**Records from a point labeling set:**
+===+

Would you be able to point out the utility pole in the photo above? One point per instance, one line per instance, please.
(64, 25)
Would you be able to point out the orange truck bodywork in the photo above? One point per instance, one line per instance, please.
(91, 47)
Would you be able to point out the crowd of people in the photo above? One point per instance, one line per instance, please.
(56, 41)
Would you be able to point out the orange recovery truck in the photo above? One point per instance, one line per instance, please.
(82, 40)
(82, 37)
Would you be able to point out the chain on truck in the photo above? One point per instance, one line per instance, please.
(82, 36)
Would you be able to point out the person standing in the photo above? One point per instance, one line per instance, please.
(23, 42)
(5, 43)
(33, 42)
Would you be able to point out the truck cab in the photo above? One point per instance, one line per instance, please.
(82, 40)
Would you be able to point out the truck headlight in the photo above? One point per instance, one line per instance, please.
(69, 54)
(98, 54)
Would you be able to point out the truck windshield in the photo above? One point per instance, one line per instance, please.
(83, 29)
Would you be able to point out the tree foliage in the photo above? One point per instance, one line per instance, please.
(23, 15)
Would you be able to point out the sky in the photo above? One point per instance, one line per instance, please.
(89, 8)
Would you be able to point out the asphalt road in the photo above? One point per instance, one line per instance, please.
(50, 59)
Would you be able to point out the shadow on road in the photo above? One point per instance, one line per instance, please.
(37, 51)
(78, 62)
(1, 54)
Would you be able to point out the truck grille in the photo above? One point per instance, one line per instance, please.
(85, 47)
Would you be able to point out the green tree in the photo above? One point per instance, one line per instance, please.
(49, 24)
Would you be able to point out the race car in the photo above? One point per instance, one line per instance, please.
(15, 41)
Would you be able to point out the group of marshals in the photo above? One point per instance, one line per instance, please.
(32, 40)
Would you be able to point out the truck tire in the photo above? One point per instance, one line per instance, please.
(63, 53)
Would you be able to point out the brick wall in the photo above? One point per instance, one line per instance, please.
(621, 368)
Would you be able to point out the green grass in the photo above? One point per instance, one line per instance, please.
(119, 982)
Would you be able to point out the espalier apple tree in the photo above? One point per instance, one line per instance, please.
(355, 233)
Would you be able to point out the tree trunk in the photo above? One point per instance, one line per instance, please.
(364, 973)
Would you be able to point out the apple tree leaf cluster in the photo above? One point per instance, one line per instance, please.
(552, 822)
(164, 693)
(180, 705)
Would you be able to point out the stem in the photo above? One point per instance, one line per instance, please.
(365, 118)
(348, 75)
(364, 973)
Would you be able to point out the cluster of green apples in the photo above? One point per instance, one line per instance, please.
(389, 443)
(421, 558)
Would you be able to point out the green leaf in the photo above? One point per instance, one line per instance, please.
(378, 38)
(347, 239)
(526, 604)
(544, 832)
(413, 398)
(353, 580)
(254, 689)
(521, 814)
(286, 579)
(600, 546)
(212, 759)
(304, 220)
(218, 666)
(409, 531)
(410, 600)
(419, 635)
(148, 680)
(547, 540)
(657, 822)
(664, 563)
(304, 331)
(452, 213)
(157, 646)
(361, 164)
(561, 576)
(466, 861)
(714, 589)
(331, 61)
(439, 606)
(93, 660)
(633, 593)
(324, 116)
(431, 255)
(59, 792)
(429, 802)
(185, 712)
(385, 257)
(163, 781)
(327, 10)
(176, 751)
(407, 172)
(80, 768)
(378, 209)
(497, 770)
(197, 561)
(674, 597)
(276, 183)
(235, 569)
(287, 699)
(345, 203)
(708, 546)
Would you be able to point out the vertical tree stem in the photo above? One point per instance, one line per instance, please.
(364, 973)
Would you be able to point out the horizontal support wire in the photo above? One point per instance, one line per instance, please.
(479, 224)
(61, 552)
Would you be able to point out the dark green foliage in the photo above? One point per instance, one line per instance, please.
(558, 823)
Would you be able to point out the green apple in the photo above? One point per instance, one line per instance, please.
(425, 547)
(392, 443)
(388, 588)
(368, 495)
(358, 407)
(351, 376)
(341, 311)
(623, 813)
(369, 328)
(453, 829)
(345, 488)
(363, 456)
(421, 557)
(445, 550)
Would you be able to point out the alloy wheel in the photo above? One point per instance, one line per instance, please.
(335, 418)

+===+

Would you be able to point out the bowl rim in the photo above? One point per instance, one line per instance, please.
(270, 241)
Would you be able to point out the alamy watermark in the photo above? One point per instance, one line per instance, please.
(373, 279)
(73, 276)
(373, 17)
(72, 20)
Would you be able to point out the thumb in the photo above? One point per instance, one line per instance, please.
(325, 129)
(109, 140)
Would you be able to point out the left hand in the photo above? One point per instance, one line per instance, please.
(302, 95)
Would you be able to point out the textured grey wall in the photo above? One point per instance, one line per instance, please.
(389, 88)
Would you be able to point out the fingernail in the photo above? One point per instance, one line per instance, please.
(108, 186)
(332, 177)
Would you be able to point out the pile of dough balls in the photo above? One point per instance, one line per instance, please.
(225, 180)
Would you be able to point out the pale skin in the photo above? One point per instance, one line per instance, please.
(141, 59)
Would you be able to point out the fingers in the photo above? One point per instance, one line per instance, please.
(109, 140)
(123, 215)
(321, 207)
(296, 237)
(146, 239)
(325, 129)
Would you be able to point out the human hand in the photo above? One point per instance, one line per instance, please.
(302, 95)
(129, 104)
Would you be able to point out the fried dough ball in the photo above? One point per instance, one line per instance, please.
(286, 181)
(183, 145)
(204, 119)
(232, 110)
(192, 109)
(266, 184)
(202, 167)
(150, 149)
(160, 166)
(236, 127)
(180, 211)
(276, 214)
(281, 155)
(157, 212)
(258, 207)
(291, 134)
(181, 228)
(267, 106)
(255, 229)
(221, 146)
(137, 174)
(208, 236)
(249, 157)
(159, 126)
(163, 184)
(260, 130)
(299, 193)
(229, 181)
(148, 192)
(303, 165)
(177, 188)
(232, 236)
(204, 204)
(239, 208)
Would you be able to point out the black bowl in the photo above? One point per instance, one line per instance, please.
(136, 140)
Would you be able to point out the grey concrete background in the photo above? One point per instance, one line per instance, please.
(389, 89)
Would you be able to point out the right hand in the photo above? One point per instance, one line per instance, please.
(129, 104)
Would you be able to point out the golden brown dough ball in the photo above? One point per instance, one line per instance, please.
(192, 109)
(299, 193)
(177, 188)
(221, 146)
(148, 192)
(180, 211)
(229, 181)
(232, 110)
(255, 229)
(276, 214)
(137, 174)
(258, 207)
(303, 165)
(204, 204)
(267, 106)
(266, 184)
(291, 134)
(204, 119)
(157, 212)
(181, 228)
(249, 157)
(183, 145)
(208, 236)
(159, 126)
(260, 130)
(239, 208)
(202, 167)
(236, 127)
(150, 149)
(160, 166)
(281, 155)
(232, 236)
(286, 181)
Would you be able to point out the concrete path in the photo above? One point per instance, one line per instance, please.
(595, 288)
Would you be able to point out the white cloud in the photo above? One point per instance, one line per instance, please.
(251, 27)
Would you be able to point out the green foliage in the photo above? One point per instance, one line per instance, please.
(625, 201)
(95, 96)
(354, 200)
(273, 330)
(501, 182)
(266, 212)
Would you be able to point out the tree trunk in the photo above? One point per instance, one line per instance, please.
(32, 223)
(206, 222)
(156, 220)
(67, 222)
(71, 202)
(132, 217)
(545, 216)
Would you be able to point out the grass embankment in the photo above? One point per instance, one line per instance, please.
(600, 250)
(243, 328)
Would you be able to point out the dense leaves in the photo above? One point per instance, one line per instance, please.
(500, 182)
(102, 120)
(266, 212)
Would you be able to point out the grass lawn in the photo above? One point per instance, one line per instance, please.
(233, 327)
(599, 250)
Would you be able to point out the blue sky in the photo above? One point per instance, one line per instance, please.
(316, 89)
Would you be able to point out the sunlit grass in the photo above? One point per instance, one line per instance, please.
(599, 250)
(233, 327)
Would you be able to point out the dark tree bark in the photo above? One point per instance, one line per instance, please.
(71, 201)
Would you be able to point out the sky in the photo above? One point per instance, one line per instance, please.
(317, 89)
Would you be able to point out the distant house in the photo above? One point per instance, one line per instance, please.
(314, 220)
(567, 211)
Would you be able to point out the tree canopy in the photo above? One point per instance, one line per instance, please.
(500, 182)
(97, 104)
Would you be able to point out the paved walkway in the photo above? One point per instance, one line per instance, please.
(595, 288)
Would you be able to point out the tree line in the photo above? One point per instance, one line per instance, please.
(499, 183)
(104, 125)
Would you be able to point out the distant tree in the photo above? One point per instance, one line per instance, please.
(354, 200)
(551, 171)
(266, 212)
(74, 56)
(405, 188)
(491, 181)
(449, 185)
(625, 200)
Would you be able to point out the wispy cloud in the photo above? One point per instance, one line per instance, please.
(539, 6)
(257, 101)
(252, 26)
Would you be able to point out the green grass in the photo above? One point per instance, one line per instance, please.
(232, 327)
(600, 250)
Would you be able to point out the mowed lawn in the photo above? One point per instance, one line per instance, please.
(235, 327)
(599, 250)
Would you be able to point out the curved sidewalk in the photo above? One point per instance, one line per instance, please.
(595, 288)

+===+

**Task instructions:**
Report how many lines of the records above contain the word "lawn". Give only the number.

**Full output:**
2